-- Start of RECORDS FOR THE EXERCISE --

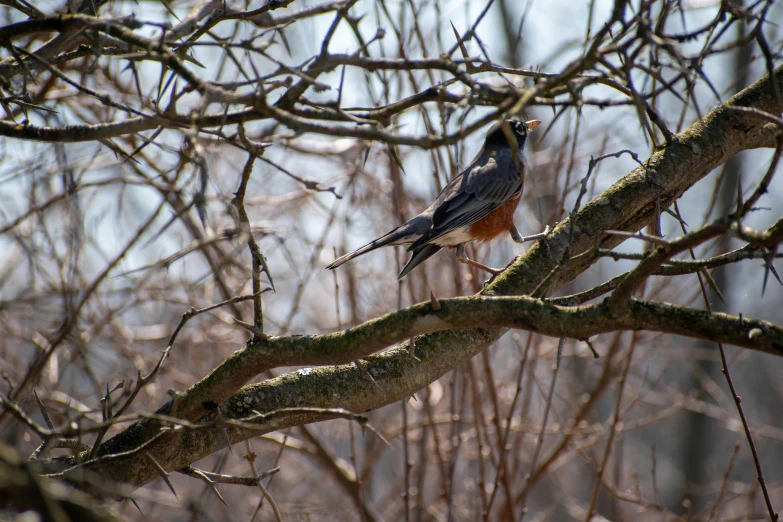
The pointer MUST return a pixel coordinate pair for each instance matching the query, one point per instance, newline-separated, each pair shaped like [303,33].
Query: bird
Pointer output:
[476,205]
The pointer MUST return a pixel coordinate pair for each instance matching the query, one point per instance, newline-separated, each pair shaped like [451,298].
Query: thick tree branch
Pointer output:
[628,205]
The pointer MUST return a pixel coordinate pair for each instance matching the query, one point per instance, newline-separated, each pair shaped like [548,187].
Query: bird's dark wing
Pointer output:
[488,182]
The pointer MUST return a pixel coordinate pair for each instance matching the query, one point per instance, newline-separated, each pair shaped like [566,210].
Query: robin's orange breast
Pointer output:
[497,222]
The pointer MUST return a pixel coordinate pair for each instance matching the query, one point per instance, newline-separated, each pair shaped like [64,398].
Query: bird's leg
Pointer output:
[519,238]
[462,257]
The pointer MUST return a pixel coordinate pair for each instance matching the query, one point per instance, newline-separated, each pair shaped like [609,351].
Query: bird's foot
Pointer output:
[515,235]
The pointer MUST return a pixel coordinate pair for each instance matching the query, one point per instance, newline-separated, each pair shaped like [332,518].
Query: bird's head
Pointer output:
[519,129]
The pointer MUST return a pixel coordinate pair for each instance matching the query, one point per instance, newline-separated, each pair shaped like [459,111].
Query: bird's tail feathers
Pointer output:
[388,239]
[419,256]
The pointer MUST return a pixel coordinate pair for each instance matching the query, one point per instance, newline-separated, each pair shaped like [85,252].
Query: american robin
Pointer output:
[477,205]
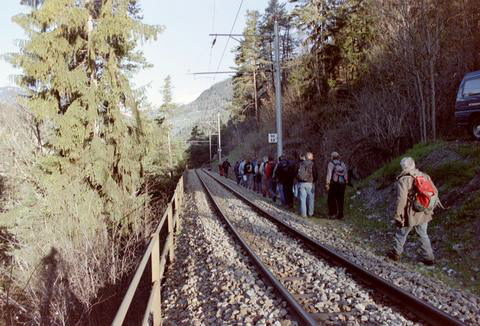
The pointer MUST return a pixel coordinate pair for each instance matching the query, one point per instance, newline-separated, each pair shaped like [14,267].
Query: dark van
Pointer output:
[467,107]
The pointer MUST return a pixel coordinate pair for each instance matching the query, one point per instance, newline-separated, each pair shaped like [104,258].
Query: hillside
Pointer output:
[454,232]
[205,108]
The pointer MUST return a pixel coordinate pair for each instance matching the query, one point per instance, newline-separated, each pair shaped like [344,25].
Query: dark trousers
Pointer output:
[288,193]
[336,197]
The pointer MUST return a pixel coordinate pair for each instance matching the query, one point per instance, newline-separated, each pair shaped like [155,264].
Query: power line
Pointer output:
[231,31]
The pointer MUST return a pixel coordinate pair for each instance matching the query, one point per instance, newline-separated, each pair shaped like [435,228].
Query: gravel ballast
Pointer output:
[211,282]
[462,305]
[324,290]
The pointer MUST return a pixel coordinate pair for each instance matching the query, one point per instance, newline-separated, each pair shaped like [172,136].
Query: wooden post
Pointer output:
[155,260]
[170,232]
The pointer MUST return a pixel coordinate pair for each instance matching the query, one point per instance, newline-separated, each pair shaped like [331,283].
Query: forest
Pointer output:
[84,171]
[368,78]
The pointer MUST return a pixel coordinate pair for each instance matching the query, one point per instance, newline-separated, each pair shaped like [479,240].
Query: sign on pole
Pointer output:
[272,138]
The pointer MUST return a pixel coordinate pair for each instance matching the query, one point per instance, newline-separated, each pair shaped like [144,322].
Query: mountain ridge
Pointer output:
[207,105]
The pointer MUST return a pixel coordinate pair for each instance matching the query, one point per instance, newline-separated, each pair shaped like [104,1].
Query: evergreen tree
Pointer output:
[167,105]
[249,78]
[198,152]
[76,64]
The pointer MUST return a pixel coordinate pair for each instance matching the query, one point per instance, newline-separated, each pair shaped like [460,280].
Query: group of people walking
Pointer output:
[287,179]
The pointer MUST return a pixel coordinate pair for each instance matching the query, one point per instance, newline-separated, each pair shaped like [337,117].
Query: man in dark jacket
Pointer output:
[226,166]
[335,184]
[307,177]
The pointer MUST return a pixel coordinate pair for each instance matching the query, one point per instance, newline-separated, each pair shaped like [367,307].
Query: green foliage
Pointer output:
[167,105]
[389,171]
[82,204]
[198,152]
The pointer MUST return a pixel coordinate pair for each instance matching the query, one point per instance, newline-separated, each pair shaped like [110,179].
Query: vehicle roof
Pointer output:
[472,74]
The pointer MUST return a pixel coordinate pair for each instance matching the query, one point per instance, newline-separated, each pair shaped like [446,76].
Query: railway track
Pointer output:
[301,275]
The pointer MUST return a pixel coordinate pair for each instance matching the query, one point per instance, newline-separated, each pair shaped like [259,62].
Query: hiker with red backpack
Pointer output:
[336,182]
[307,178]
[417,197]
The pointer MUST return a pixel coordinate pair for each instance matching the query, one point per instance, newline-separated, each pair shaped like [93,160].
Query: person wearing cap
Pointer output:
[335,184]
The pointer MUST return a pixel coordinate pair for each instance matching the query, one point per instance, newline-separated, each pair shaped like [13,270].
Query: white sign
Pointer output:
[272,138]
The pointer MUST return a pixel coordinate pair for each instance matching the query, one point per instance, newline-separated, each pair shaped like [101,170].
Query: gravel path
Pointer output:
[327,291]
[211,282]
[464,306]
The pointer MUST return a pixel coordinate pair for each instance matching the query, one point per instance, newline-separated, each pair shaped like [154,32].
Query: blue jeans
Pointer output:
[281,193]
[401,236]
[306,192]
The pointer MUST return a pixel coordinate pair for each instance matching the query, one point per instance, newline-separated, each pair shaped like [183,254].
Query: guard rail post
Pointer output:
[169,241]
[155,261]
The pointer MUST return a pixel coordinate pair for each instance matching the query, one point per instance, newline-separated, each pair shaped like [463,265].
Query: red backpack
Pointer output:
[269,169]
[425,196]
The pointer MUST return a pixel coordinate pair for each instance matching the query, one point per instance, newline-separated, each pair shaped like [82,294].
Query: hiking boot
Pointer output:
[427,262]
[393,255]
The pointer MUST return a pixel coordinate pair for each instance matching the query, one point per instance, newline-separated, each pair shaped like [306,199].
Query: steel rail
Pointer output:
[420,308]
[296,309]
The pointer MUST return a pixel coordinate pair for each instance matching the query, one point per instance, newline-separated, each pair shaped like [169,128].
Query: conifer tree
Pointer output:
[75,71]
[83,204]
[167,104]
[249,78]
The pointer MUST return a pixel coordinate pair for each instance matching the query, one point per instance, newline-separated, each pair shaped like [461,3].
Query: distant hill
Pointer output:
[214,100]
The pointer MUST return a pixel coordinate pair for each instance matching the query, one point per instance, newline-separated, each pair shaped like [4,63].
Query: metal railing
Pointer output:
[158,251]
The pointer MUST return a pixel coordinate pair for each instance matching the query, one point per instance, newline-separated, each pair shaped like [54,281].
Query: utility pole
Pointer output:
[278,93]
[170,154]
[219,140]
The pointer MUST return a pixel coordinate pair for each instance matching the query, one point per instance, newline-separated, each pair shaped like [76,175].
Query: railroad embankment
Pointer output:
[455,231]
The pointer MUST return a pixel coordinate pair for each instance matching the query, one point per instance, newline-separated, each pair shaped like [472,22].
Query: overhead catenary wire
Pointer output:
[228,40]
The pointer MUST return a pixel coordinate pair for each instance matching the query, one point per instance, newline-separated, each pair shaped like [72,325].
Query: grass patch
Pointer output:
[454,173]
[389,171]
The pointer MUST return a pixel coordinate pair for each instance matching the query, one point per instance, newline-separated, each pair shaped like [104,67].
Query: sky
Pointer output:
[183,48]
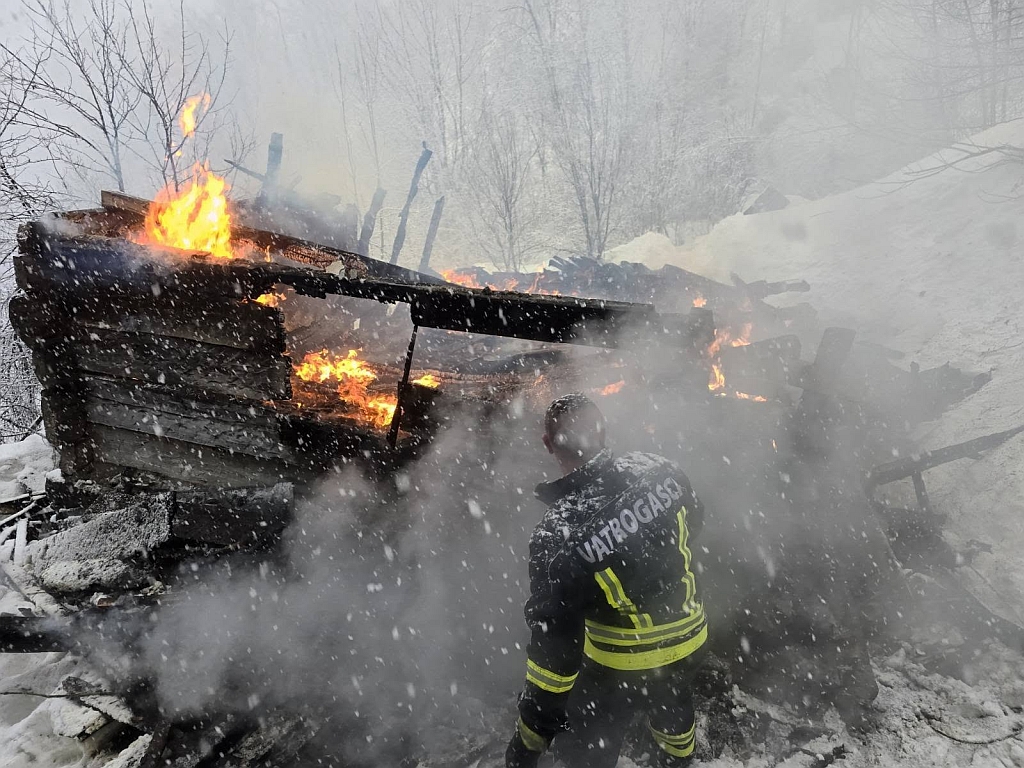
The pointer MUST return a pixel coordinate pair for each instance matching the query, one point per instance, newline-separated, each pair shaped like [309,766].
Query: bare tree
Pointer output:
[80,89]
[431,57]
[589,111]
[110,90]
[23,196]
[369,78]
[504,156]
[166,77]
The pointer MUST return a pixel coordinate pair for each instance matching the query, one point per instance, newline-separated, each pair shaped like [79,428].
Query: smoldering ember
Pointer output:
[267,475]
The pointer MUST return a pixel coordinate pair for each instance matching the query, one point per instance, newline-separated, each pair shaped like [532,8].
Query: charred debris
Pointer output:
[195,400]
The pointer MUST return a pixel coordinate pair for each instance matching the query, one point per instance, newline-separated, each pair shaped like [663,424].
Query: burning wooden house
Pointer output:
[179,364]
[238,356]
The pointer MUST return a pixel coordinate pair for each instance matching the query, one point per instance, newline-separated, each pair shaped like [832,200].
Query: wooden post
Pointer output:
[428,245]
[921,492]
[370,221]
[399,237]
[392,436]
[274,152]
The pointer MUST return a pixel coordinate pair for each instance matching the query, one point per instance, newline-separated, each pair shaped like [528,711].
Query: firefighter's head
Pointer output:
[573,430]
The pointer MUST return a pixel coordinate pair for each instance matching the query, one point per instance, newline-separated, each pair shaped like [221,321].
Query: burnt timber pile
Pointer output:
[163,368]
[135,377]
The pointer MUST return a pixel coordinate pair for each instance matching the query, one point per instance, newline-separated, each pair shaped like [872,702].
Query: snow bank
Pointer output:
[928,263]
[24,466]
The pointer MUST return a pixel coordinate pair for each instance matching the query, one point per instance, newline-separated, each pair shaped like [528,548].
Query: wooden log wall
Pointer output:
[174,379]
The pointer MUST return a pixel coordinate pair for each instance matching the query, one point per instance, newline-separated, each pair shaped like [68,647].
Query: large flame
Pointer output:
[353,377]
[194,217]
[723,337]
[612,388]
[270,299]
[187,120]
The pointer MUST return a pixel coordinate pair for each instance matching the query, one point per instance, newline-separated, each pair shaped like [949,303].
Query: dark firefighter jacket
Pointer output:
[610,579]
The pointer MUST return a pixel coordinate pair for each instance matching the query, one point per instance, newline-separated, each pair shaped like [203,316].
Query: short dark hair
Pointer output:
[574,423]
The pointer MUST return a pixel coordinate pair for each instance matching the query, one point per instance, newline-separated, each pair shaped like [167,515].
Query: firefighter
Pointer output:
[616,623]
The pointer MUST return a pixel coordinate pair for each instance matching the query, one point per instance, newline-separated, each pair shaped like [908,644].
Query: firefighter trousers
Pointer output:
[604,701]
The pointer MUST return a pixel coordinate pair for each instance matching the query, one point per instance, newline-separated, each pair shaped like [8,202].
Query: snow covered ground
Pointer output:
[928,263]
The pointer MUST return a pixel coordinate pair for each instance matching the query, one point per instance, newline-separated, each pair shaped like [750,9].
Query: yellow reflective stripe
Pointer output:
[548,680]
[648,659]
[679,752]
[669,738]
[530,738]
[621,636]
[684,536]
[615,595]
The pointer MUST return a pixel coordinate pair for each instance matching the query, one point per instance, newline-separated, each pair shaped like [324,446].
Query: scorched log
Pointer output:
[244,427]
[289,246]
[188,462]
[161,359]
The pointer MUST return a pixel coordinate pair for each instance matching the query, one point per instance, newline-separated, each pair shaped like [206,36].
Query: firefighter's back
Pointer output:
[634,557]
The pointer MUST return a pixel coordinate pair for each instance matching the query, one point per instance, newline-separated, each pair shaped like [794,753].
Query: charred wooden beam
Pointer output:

-- End of RECORDS FOR THE EXERCISE --

**DIRECTIVE**
Give exactly the lines from the one with "shaped like [324,446]." to the end of the entries, nothing before them.

**CORRECT OUTPUT**
The pointer MUST return a pixel coordinate pair for each instance matching the query, one point per instance, newline-separated, each pair shaped like [324,446].
Query: scorched log
Pointer output:
[244,427]
[289,246]
[188,462]
[161,359]
The pointer MUST return a pixel coordinate pair for each instance matching the query, one point per instance, newline-separated, each pair shaped like [206,36].
Query: firefighter's back
Pointer output:
[634,557]
The pointer MUST return a pixel coordinate pair for each instance matching the query, one point per instance, newline-separated, each pair shaped like [794,753].
Query: charred wooden beam
Pointer output:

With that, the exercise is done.